■ **Work instructions**
Turn the items below into a Markdown table with a Row column for the row number and a Line column for the line, skipping blank lines. Leave out the pictures.

----

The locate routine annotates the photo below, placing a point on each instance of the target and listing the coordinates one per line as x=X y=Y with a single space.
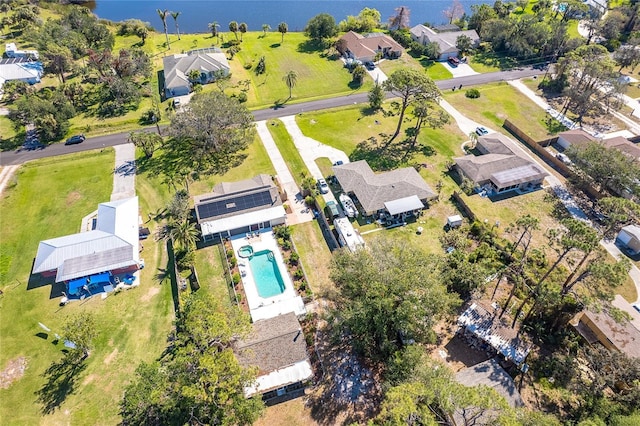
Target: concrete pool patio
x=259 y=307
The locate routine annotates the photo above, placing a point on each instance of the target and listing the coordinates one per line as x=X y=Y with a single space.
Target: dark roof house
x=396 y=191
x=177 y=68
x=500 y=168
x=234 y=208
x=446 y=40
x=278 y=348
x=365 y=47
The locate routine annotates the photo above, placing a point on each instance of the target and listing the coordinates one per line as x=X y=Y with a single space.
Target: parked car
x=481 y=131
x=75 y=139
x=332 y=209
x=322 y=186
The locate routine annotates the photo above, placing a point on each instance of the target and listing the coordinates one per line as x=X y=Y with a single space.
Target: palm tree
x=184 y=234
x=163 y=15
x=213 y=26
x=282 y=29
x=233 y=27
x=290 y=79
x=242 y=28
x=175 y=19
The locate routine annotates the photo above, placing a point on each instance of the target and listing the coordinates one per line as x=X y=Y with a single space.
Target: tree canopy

----

■ **Solution below**
| Row | Line |
|---|---|
| 1 | The locate routine annotates the photo below, placing a point on each instance of the target and listing the coordinates one per line as x=X y=Y with a single space. |
| 2 | Target: concrete pool patio |
| 3 | x=259 y=307 |
| 4 | The locate routine annotates the photo above, placing a point on each instance of the target and listing the coordinates one per line as x=X y=Y with a single space. |
| 5 | Target: dark roof house |
| 6 | x=396 y=191 |
| 7 | x=177 y=68 |
| 8 | x=500 y=168 |
| 9 | x=234 y=208 |
| 10 | x=446 y=40 |
| 11 | x=278 y=348 |
| 12 | x=365 y=47 |
| 13 | The locate routine annotates the photo above, placing a point on each instance of the target and listing the coordinates one per line as x=X y=Y with a single space. |
| 14 | Target: parked car |
| 15 | x=481 y=131 |
| 16 | x=75 y=139 |
| 17 | x=332 y=209 |
| 18 | x=322 y=186 |
| 19 | The locate routine annotates the photo above, placing a point on each instance of the target and listing the coordinates one per line as x=X y=Y with a single space. |
| 20 | Target: palm tree |
| 21 | x=184 y=234 |
| 22 | x=163 y=15 |
| 23 | x=213 y=26 |
| 24 | x=282 y=29 |
| 25 | x=233 y=27 |
| 26 | x=290 y=79 |
| 27 | x=242 y=28 |
| 28 | x=175 y=19 |
| 29 | The locate routine annotates the photo above, placing a point on each instance of the target and listing the coordinates one per line as x=X y=Y with a single space. |
| 30 | Target: tree canopy |